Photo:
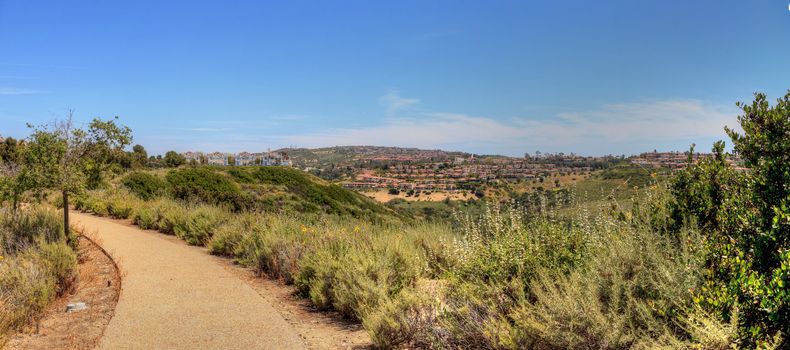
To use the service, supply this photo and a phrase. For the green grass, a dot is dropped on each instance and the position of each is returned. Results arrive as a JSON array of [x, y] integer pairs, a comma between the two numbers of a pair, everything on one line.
[[502, 278]]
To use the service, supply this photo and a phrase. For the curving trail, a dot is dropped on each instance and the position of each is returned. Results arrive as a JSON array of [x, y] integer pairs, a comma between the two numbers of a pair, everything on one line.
[[174, 296]]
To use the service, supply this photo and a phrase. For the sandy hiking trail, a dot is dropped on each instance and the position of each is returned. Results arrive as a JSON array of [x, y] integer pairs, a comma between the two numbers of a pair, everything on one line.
[[174, 296]]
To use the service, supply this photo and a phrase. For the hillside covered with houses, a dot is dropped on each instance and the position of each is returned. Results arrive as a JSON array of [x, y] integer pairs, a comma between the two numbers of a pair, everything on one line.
[[269, 158]]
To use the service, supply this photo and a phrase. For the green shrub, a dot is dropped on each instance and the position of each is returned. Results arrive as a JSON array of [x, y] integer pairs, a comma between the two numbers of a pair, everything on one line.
[[228, 238], [144, 185], [197, 225], [208, 186], [36, 265], [746, 218]]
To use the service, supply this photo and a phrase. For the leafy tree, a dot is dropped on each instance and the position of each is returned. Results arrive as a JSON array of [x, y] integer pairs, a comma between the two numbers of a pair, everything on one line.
[[9, 150], [746, 216], [173, 160], [106, 143], [63, 158], [139, 157]]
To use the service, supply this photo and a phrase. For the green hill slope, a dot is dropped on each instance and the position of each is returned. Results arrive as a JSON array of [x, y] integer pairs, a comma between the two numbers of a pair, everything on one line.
[[257, 188]]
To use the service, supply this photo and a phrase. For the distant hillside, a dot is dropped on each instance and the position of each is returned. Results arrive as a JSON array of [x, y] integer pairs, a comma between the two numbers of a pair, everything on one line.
[[339, 155], [268, 188]]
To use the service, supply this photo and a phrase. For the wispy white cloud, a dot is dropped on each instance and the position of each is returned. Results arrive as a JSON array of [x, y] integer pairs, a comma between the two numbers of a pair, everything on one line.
[[615, 128], [205, 129], [395, 102], [17, 91]]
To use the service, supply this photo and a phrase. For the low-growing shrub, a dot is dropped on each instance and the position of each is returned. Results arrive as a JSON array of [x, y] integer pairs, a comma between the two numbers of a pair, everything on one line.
[[36, 265], [198, 224], [144, 185]]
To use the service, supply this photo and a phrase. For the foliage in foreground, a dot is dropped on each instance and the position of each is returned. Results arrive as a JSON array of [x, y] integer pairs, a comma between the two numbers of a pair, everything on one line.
[[36, 265], [746, 218], [507, 279]]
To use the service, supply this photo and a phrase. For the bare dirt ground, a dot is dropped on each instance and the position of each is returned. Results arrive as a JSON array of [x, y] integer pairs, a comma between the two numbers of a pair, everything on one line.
[[98, 286], [178, 296], [321, 330]]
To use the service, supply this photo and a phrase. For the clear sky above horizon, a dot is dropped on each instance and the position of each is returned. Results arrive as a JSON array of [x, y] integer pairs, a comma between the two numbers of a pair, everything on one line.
[[505, 77]]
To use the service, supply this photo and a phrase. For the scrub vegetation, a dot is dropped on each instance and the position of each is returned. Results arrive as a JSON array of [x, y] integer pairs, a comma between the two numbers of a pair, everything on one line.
[[693, 259]]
####################
TASK TO COMPLETE:
Word for word, restate all of the material above except its pictures.

WRITTEN ANSWER:
Photo:
To use the service, supply this photo and a phrase. For the green grass, a dot is dropped on each instance and the position of each is returned. Results arrive as a JSON array of [x, y] integer pairs, a comma between the two numbers of a pair, everything on one line.
[[502, 278]]
To use the service, supply this photo and a phrase. For the curving trail, a dot is dropped on each instance and the position of each is returned. Results arrive as a JSON array of [x, y] integer pairs, a comma between the two numbers of a pair, everything on one line.
[[174, 296]]
To use the service, supply this photo and a phrase. For the sandy hiking trail, a dot is dropped on each instance and the position of each is returned. Results arrive as a JSON array of [x, y] integer pairs, a comma between the two numbers of a pair, everything on one line.
[[174, 296]]
To use the service, supply this photo and a phrase. For the hillside covered with houses, a dot is dropped on each instance and the position of each is returned. Results arrive as a JSON array of [x, y] integer pairs, a comma between the two numbers of a pair, everything on one line.
[[269, 158]]
To use the service, supply this photo and a phrase. For the green shrub, a dot is dropped on each instance and the position of each is returned. Results arrive as a JSON array of [x, y] integer pairs, a comma between the two numbers of a pair, everything on one line.
[[228, 238], [144, 185], [197, 225], [208, 186], [36, 265], [746, 218]]
To use the service, supply this photo and a phrase. For the leafy tree, a dot is dropped on each instance and the position of each is returned. Results arrive as a JSON array of [x, y] integer pairs, a comma between the two numbers of a pair, everything on one line.
[[9, 150], [746, 216], [173, 160], [106, 143], [63, 158], [139, 157]]
To use the service, supply this photo and a phrase. For the green hill slope, a dot is dropped on each instance and the position of each is returned. Results arrive as a JSON array of [x, y] integer pairs, a comma between the two numbers of a pair, everything on one line.
[[257, 188]]
To use the service, supply this photo and a phrase. For the distant hillside, a dot is dropped on each instance and the position of each is returned. Results arrive as a JSON array of [x, y] integer pairs, a comma between the two numbers of a pair, everything on one line.
[[339, 155], [268, 188]]
To use the service, supply this photo and a phrase. For the wispy white cloud, a dot is dropped on each instance and the position of each is returned. Results arrive as a JSON array of [x, y] integer pairs, a comma between the two numbers of a pair, everything on one line.
[[615, 128], [205, 129], [395, 102], [17, 91]]
To use the service, supply this photo and a phrase. For the low-growing shrub, a dot is dropped on each instance and the position of each is returned. Results arrive as a JSON array of [x, y] integer pairs, a comma between the two numbers of a pair, everything on one line.
[[36, 265], [198, 224], [144, 185]]
To use the service, supply this photo and a phrase. For the foliage in foreground, a dot is dropped on each instance and the position of each is returned. Results arrive as a JSON array of [x, y] integer pairs, a comma between the two numbers of a pair, everything on one line.
[[36, 265], [746, 218], [507, 279]]
To use the service, supply this photo and a phrase. For the bare dirt ground, a dot is dropped on each instance and the position of each is returned. Results arrive as a JSON array of [x, y] integer pairs, a comma between the two numbers of a pair, everything on one line.
[[98, 286], [178, 296], [321, 330]]
To use the service, supply this photo and a phrase. For the clear sky above horizon, a dot is dropped on each instance and the position of each is returned. Results arrive as a JSON array of [x, y] integer pairs, a comma between the two numbers of a pair, everything on one line.
[[505, 77]]
To use the service, supply this photo and a phrase. For the scrub vegetation, a dot is dropped on each instance and the position of each is returned. Results arrive as a JSON array of [x, y] integer pairs, a comma between the two numbers of a pair, everything on one line.
[[693, 259]]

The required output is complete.